>> BEGIN Given records

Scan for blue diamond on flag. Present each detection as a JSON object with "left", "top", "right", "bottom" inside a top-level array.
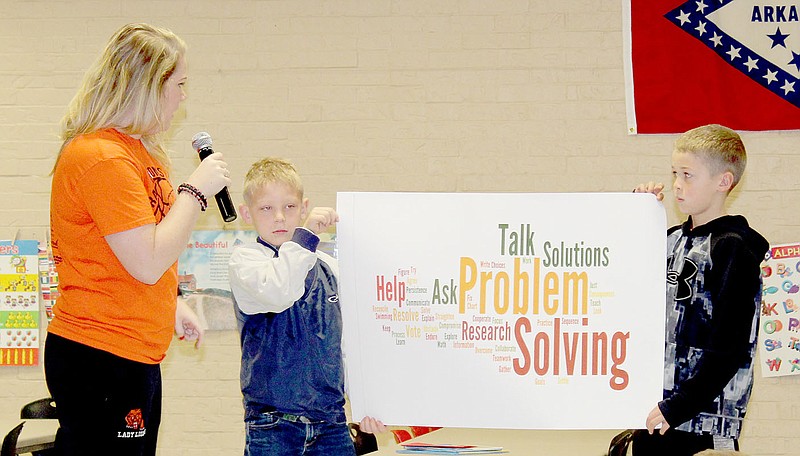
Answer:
[{"left": 664, "top": 0, "right": 800, "bottom": 107}]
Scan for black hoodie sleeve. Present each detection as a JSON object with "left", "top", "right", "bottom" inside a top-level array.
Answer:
[{"left": 659, "top": 233, "right": 768, "bottom": 427}]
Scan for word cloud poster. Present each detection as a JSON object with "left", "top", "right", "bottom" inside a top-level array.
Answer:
[
  {"left": 758, "top": 243, "right": 800, "bottom": 377},
  {"left": 0, "top": 240, "right": 39, "bottom": 366},
  {"left": 337, "top": 193, "right": 666, "bottom": 429}
]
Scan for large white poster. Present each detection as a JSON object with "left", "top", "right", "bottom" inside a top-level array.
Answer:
[{"left": 337, "top": 193, "right": 666, "bottom": 429}]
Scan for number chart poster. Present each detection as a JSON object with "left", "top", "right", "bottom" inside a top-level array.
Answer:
[
  {"left": 0, "top": 240, "right": 39, "bottom": 366},
  {"left": 759, "top": 243, "right": 800, "bottom": 377},
  {"left": 337, "top": 193, "right": 666, "bottom": 429}
]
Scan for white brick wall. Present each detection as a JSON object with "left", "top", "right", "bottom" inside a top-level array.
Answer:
[{"left": 0, "top": 0, "right": 800, "bottom": 456}]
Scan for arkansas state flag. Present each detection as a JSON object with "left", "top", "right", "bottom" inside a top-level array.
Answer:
[{"left": 623, "top": 0, "right": 800, "bottom": 134}]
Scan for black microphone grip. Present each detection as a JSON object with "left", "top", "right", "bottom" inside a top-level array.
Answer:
[{"left": 197, "top": 147, "right": 236, "bottom": 222}]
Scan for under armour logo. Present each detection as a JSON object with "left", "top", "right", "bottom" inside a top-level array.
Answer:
[{"left": 667, "top": 258, "right": 697, "bottom": 301}]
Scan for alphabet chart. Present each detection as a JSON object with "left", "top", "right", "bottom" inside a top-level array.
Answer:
[
  {"left": 0, "top": 240, "right": 39, "bottom": 366},
  {"left": 758, "top": 243, "right": 800, "bottom": 377}
]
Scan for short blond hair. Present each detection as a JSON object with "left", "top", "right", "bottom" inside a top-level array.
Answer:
[
  {"left": 675, "top": 124, "right": 747, "bottom": 190},
  {"left": 242, "top": 157, "right": 303, "bottom": 204}
]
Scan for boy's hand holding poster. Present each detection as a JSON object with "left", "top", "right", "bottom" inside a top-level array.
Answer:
[{"left": 337, "top": 193, "right": 666, "bottom": 429}]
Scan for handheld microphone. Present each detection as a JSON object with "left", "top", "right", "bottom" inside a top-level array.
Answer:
[{"left": 192, "top": 131, "right": 236, "bottom": 222}]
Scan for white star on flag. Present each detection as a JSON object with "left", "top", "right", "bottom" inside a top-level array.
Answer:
[
  {"left": 764, "top": 70, "right": 778, "bottom": 85},
  {"left": 744, "top": 55, "right": 759, "bottom": 73},
  {"left": 695, "top": 0, "right": 708, "bottom": 14},
  {"left": 708, "top": 32, "right": 722, "bottom": 47},
  {"left": 694, "top": 21, "right": 706, "bottom": 36},
  {"left": 726, "top": 46, "right": 742, "bottom": 62}
]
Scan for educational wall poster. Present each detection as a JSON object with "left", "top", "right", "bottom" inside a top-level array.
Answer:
[
  {"left": 0, "top": 240, "right": 39, "bottom": 366},
  {"left": 178, "top": 230, "right": 256, "bottom": 330},
  {"left": 758, "top": 243, "right": 800, "bottom": 377},
  {"left": 337, "top": 193, "right": 666, "bottom": 429}
]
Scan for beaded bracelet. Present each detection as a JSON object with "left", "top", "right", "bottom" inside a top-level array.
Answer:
[{"left": 178, "top": 182, "right": 208, "bottom": 211}]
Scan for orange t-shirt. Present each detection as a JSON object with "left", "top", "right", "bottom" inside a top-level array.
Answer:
[{"left": 48, "top": 129, "right": 178, "bottom": 364}]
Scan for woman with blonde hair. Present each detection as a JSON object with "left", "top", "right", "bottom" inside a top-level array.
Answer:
[{"left": 44, "top": 24, "right": 231, "bottom": 456}]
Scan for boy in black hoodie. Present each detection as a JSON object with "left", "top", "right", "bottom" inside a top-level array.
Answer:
[{"left": 633, "top": 125, "right": 769, "bottom": 456}]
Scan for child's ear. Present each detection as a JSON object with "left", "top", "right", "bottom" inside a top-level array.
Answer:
[
  {"left": 719, "top": 171, "right": 733, "bottom": 193},
  {"left": 239, "top": 204, "right": 253, "bottom": 224}
]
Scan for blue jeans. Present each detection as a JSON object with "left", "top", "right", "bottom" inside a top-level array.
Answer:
[{"left": 244, "top": 412, "right": 356, "bottom": 456}]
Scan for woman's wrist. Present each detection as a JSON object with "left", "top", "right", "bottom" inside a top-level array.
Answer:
[{"left": 178, "top": 182, "right": 208, "bottom": 211}]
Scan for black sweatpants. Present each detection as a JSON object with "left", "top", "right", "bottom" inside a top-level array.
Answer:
[
  {"left": 44, "top": 334, "right": 161, "bottom": 456},
  {"left": 631, "top": 429, "right": 739, "bottom": 456}
]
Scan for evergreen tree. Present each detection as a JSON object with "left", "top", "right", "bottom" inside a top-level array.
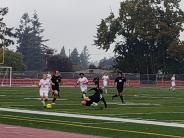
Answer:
[
  {"left": 80, "top": 46, "right": 90, "bottom": 69},
  {"left": 70, "top": 48, "right": 80, "bottom": 65},
  {"left": 60, "top": 46, "right": 67, "bottom": 57},
  {"left": 16, "top": 12, "right": 48, "bottom": 70},
  {"left": 4, "top": 49, "right": 26, "bottom": 71},
  {"left": 0, "top": 7, "right": 15, "bottom": 48}
]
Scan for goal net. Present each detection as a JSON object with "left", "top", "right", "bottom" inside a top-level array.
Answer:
[{"left": 0, "top": 66, "right": 12, "bottom": 87}]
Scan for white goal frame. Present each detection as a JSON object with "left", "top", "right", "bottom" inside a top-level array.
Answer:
[{"left": 0, "top": 66, "right": 12, "bottom": 87}]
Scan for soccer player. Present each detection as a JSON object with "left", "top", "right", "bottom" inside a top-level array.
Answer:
[
  {"left": 51, "top": 70, "right": 62, "bottom": 104},
  {"left": 102, "top": 73, "right": 109, "bottom": 93},
  {"left": 112, "top": 72, "right": 126, "bottom": 103},
  {"left": 47, "top": 72, "right": 52, "bottom": 81},
  {"left": 77, "top": 73, "right": 88, "bottom": 98},
  {"left": 169, "top": 74, "right": 176, "bottom": 92},
  {"left": 93, "top": 76, "right": 100, "bottom": 88},
  {"left": 81, "top": 79, "right": 107, "bottom": 108},
  {"left": 39, "top": 74, "right": 50, "bottom": 107}
]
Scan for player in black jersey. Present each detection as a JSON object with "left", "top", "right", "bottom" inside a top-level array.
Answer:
[
  {"left": 51, "top": 71, "right": 62, "bottom": 104},
  {"left": 81, "top": 77, "right": 107, "bottom": 108},
  {"left": 112, "top": 72, "right": 126, "bottom": 103}
]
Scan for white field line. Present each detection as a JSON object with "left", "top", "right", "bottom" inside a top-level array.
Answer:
[
  {"left": 0, "top": 108, "right": 184, "bottom": 128},
  {"left": 24, "top": 97, "right": 68, "bottom": 101}
]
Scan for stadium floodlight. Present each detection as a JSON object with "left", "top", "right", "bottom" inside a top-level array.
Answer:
[{"left": 0, "top": 47, "right": 12, "bottom": 87}]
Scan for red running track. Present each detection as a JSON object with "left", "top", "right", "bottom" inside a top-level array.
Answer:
[{"left": 0, "top": 124, "right": 105, "bottom": 138}]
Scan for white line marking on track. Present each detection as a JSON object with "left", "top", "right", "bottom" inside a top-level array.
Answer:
[
  {"left": 24, "top": 97, "right": 68, "bottom": 101},
  {"left": 107, "top": 102, "right": 160, "bottom": 106},
  {"left": 0, "top": 108, "right": 184, "bottom": 128}
]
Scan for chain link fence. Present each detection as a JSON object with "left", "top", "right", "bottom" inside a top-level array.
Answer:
[{"left": 0, "top": 70, "right": 184, "bottom": 86}]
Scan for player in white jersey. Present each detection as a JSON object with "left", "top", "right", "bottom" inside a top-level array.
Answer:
[
  {"left": 102, "top": 73, "right": 109, "bottom": 93},
  {"left": 169, "top": 74, "right": 176, "bottom": 92},
  {"left": 77, "top": 73, "right": 88, "bottom": 98},
  {"left": 39, "top": 74, "right": 50, "bottom": 107}
]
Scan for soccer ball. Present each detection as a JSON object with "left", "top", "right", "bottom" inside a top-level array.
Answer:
[{"left": 46, "top": 104, "right": 52, "bottom": 109}]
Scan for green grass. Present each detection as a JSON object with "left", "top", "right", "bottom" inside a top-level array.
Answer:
[{"left": 0, "top": 88, "right": 184, "bottom": 138}]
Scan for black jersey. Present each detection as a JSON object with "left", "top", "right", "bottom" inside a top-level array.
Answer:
[
  {"left": 51, "top": 75, "right": 62, "bottom": 87},
  {"left": 115, "top": 77, "right": 126, "bottom": 88}
]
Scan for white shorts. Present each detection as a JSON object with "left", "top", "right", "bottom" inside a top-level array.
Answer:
[
  {"left": 40, "top": 91, "right": 49, "bottom": 97},
  {"left": 171, "top": 82, "right": 176, "bottom": 87},
  {"left": 80, "top": 87, "right": 88, "bottom": 93}
]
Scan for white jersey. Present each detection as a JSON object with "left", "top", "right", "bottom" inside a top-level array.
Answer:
[
  {"left": 171, "top": 77, "right": 176, "bottom": 86},
  {"left": 102, "top": 75, "right": 109, "bottom": 86},
  {"left": 39, "top": 79, "right": 50, "bottom": 92},
  {"left": 77, "top": 77, "right": 88, "bottom": 92},
  {"left": 47, "top": 73, "right": 52, "bottom": 81}
]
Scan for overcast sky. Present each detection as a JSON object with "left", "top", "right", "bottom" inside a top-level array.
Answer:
[
  {"left": 0, "top": 0, "right": 184, "bottom": 61},
  {"left": 0, "top": 0, "right": 121, "bottom": 61}
]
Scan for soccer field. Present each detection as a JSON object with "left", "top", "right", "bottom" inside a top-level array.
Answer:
[{"left": 0, "top": 88, "right": 184, "bottom": 138}]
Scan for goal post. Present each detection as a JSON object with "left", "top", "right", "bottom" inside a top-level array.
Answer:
[{"left": 0, "top": 66, "right": 12, "bottom": 87}]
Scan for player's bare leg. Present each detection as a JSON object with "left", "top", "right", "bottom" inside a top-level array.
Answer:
[
  {"left": 41, "top": 97, "right": 45, "bottom": 106},
  {"left": 119, "top": 93, "right": 125, "bottom": 103},
  {"left": 52, "top": 90, "right": 58, "bottom": 104}
]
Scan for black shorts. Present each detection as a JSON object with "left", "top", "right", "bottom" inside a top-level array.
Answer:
[
  {"left": 52, "top": 85, "right": 60, "bottom": 92},
  {"left": 117, "top": 88, "right": 123, "bottom": 93}
]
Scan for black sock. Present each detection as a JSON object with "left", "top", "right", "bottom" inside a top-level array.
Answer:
[
  {"left": 120, "top": 96, "right": 124, "bottom": 103},
  {"left": 52, "top": 97, "right": 56, "bottom": 103}
]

>> END Given records

Stated problem - Reproduce the lines of the material word for word, starting with the line that contains "Scan for black sock." and continuing through the end of the material.

Correct result -
Scan for black sock. Present each detection as a JSON object with "left", "top", "right", "bottom" inside a top-level array.
Answer:
[
  {"left": 120, "top": 96, "right": 124, "bottom": 103},
  {"left": 52, "top": 97, "right": 56, "bottom": 103}
]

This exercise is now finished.